TASK: The records that follow are to be repeated in full, with no pictures retained.

───── RECORDS SHOWN

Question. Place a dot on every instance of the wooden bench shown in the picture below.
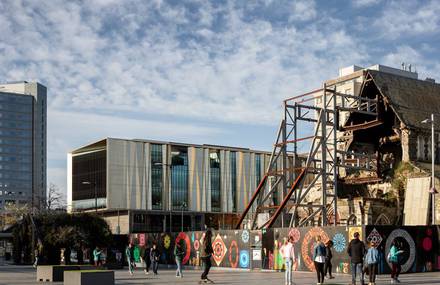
(89, 277)
(55, 273)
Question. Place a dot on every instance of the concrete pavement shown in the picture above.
(22, 275)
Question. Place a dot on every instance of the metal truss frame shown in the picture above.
(321, 169)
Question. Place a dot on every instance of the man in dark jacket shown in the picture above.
(356, 251)
(205, 255)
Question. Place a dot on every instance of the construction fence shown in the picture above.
(259, 249)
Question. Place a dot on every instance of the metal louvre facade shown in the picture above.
(163, 176)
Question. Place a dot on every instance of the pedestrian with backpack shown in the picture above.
(205, 256)
(288, 253)
(394, 257)
(155, 257)
(356, 251)
(372, 260)
(179, 253)
(319, 259)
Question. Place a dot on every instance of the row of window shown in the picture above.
(10, 115)
(20, 142)
(16, 99)
(16, 107)
(15, 158)
(26, 125)
(16, 133)
(15, 150)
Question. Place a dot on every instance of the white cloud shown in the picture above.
(405, 19)
(365, 3)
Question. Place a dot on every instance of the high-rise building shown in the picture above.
(155, 186)
(22, 143)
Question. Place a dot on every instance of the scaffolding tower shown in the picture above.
(293, 178)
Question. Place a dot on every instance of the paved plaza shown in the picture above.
(15, 275)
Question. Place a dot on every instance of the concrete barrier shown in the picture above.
(89, 277)
(55, 273)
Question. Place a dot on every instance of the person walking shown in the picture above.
(179, 253)
(97, 252)
(328, 259)
(356, 251)
(394, 257)
(155, 256)
(319, 259)
(205, 256)
(288, 253)
(146, 259)
(372, 259)
(129, 256)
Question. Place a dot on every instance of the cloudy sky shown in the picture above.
(197, 71)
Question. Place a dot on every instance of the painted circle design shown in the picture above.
(235, 247)
(244, 259)
(219, 250)
(427, 244)
(167, 241)
(183, 236)
(196, 244)
(245, 236)
(339, 242)
(412, 247)
(307, 246)
(295, 234)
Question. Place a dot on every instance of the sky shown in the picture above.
(196, 71)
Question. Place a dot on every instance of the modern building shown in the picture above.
(156, 186)
(22, 143)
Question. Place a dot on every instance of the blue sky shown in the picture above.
(197, 71)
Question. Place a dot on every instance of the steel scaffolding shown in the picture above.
(293, 178)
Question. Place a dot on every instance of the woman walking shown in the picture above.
(154, 256)
(288, 253)
(205, 256)
(146, 259)
(328, 259)
(394, 258)
(179, 254)
(319, 259)
(372, 259)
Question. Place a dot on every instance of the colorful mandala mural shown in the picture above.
(295, 234)
(339, 242)
(183, 236)
(244, 259)
(412, 247)
(166, 241)
(245, 236)
(220, 249)
(233, 248)
(308, 245)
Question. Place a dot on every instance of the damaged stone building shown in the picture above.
(398, 191)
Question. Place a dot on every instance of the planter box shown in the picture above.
(53, 273)
(89, 277)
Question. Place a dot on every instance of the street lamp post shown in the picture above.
(96, 193)
(432, 190)
(183, 208)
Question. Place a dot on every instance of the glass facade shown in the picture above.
(179, 178)
(233, 167)
(214, 171)
(156, 176)
(15, 148)
(89, 167)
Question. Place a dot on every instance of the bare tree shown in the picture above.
(55, 199)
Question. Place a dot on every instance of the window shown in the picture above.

──────────

EXERCISE OUTPUT:
Question. Place a dot on every instance of the wooden bench shown in the picture below.
(89, 277)
(55, 273)
Question. Place a dot on every instance of the concrete pavement shown in the picture above.
(22, 275)
Question. Place a dot on every instance of the metal truss frame shown in the picture above.
(321, 169)
Question. Place a dot on every instance of the man in dark jacket shown in the picture above.
(356, 251)
(205, 255)
Question. Place a dot on every instance of the construction fence shown in the picture above.
(259, 249)
Question. Place a dot on every instance of the metal louvre facade shown in the picture above.
(163, 176)
Question. Place a dot on every instance of the pedestrian with backpack shown in the picture above.
(205, 256)
(288, 253)
(394, 257)
(155, 257)
(356, 251)
(372, 260)
(179, 253)
(319, 259)
Question. Place a dot on every instance of the row of window shown in the picture above.
(10, 115)
(20, 142)
(16, 99)
(16, 107)
(15, 158)
(26, 125)
(16, 133)
(15, 150)
Question. Place a dot on every instance of the white cloud shown in the picture above.
(405, 19)
(365, 3)
Question. Place a dot on every instance of the high-rise building shown in the picture above.
(155, 186)
(22, 143)
Question. Place a dot on every instance of the scaffolding tower shown in the picture above.
(293, 178)
Question. Place a dot on every instance of the paved plaza shown in the picture above.
(15, 275)
Question. Place a dot on every instance of the concrete barrier shown in the picture above.
(89, 277)
(55, 273)
Question. Place a dot on every instance of the person walking shown in the picture above.
(179, 253)
(97, 252)
(328, 259)
(356, 251)
(394, 257)
(155, 256)
(319, 259)
(205, 256)
(288, 253)
(146, 259)
(372, 259)
(129, 256)
Question. Place a dot on every instance of the cloudy sky shown in the picture above.
(197, 71)
Question. Place a dot on every instance of the painted circle design shown in the picture above.
(235, 247)
(244, 259)
(219, 250)
(427, 244)
(167, 241)
(183, 236)
(196, 244)
(245, 236)
(339, 242)
(412, 247)
(307, 246)
(295, 234)
Question. Place a dot on every instance of the sky shown in the picture above.
(196, 71)
Question. Place a dot on every instance of the modern building shown in the picture above.
(156, 186)
(22, 143)
Question. Place a dot on every instance of the blue sky shown in the picture above.
(197, 71)
Question. Place a dot on every instance of the steel scaffolding shown in the picture above.
(293, 178)
Question. Place a dot on every instance of the woman walking shown in the picture above.
(154, 256)
(288, 253)
(205, 256)
(146, 259)
(328, 259)
(394, 258)
(179, 254)
(319, 259)
(372, 259)
Question. Place a dot on every instance of the colorful mandala mural shown in the picture above.
(295, 234)
(339, 242)
(183, 236)
(244, 259)
(412, 247)
(166, 241)
(245, 236)
(220, 249)
(233, 248)
(308, 245)
Question. Place a dot on every instance of the damaged stone building shown in the picture above.
(398, 191)
Question. Place a dot on every instance of the planter box shown in the picture above.
(53, 273)
(89, 277)
Question. Place a dot on every instance of the street lamp post shown in the picture above.
(96, 193)
(432, 190)
(183, 208)
Question. Place a dot on every instance of the glass facade shown in the picture above.
(179, 178)
(233, 167)
(214, 171)
(156, 176)
(15, 148)
(89, 167)
Question. Place a dot on every instance of the bare tree shown in the picture above.
(55, 199)
Question. Place a dot on every instance of the window shown in the picture above.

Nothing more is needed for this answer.